The request: Show every line below that contains the string "stem", and copy each one in full. Case counts.

Records for this task:
Start
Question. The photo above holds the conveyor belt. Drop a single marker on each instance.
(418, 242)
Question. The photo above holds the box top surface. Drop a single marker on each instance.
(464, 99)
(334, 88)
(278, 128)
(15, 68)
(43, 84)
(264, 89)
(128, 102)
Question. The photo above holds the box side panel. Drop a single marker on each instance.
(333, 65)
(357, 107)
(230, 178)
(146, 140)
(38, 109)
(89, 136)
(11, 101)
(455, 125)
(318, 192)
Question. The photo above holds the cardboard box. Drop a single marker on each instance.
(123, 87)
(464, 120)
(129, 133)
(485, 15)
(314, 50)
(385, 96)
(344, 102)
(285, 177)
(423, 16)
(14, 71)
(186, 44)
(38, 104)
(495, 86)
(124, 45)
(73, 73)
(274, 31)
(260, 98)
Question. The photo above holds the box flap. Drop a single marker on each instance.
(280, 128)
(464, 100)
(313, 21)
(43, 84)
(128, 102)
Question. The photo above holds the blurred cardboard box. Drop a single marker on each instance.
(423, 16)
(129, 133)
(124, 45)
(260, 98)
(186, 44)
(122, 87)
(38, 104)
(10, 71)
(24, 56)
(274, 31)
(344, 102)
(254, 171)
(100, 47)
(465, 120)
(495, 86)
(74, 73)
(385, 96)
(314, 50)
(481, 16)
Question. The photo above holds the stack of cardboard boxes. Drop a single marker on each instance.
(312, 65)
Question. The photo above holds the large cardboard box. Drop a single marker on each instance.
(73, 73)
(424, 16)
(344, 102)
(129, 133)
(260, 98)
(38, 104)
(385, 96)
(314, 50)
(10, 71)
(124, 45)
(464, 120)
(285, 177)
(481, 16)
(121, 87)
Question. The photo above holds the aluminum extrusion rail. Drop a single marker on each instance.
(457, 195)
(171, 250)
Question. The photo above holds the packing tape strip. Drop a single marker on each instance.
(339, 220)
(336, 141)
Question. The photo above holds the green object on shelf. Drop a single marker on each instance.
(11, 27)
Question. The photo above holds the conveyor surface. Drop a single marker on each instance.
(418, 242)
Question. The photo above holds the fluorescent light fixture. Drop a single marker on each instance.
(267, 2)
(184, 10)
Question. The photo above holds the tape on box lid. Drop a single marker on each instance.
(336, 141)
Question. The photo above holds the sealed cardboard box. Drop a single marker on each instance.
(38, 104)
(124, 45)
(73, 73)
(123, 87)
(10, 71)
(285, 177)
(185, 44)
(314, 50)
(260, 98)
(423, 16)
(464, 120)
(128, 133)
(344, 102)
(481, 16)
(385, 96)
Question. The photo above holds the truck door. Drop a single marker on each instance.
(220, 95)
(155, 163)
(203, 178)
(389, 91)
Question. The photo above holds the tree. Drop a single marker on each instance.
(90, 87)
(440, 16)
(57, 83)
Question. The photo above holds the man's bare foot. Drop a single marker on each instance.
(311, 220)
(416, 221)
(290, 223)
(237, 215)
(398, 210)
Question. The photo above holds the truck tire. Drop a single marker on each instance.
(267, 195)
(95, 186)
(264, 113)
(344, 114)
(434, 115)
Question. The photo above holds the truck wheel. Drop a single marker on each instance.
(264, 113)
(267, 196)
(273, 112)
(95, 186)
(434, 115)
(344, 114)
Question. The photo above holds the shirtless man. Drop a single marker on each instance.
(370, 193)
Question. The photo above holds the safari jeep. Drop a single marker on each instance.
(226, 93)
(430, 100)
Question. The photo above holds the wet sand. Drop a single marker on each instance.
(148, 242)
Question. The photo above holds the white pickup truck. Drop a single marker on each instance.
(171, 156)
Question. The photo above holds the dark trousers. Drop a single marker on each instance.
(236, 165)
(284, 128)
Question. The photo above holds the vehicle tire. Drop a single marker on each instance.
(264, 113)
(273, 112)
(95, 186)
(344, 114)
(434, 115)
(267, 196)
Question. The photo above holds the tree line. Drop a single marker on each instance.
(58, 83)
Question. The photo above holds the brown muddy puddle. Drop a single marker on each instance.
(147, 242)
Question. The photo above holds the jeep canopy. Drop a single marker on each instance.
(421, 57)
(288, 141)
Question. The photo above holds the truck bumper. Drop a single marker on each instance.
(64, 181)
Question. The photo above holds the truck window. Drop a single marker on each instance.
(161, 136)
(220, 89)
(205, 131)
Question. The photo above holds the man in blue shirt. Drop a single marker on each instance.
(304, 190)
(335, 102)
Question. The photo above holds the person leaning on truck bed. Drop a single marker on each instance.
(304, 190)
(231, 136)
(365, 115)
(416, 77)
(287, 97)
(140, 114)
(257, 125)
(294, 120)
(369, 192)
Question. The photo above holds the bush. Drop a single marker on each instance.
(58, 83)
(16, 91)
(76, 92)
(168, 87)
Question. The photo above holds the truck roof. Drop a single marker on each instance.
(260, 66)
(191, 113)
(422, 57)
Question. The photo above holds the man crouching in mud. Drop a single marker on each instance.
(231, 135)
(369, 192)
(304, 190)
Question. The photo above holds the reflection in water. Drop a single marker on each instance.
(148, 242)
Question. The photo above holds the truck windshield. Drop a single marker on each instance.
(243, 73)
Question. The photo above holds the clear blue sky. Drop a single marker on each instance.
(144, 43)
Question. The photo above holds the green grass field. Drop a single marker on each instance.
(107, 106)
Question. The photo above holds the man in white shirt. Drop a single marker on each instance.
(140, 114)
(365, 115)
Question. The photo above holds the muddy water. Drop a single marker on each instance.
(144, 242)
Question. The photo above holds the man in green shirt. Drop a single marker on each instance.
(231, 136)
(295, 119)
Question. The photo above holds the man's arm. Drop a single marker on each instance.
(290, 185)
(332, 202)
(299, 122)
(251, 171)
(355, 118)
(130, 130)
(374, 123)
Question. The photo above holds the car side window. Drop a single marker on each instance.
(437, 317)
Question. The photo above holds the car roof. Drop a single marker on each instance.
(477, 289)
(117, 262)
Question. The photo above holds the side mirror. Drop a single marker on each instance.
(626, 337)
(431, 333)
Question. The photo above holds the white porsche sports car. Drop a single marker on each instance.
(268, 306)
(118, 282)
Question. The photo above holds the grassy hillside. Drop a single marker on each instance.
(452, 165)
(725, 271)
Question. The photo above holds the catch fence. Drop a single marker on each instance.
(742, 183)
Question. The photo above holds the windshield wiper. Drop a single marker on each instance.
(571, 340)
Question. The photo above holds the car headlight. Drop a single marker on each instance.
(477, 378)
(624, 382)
End
Start
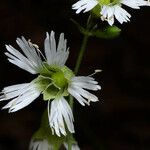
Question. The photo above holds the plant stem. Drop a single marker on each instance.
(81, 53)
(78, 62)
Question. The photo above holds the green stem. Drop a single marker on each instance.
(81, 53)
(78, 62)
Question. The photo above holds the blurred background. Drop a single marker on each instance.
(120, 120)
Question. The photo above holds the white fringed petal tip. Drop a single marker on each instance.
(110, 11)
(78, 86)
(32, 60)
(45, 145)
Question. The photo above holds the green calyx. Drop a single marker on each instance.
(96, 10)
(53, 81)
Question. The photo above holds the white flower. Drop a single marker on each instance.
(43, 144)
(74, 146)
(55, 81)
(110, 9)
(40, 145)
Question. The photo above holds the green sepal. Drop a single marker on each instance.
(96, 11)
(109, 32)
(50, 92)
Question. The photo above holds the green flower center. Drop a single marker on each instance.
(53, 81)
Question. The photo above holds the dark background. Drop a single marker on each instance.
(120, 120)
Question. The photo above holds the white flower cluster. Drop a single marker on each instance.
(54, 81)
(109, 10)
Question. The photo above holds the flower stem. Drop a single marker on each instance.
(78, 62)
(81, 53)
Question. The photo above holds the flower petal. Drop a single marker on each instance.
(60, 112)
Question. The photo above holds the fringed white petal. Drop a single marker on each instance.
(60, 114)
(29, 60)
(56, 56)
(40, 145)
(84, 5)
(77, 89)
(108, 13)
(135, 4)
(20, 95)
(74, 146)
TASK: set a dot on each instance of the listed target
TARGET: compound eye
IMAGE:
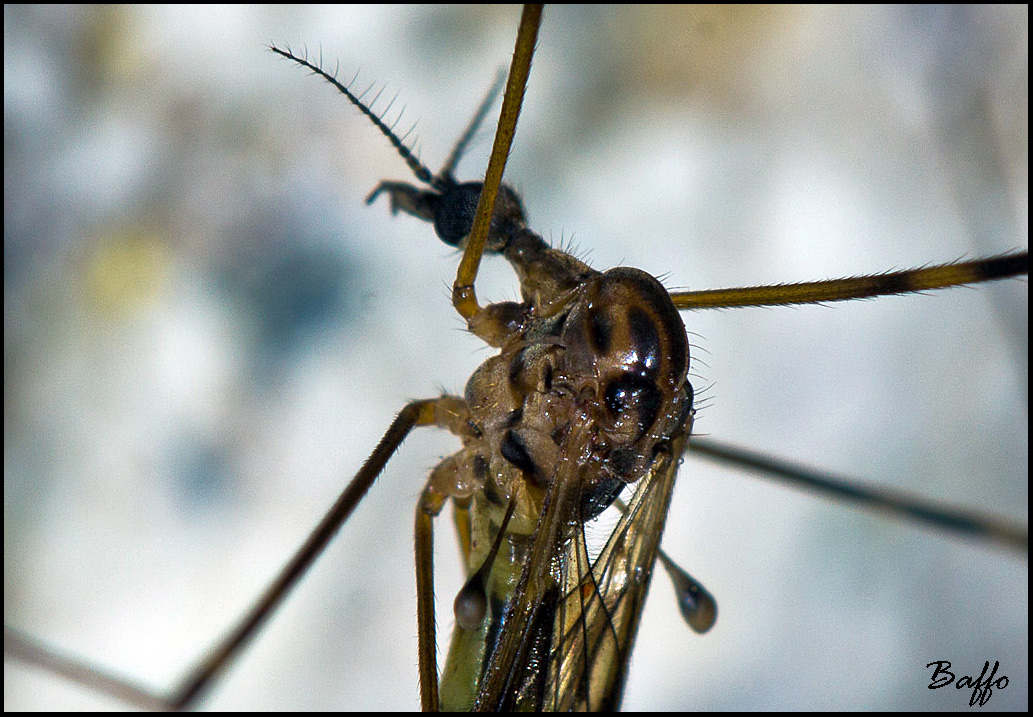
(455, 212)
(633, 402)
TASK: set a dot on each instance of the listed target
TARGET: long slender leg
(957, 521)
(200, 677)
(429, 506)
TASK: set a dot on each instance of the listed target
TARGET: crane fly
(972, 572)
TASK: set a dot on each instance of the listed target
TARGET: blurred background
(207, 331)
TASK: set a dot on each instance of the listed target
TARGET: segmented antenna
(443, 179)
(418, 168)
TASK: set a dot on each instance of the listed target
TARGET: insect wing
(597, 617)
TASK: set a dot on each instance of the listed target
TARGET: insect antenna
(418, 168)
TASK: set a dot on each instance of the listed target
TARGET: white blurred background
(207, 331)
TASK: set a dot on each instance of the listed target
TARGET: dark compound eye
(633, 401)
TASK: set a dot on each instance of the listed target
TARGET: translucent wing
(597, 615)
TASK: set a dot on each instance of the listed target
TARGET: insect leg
End
Complete answer:
Question. The photo above holds the plant stem. Drop a single marker on each instance.
Question. The photo above holds the green stem. Drop a single marker on each instance.
Question. The photo above holds the flower stem. Drop a single marker on each instance.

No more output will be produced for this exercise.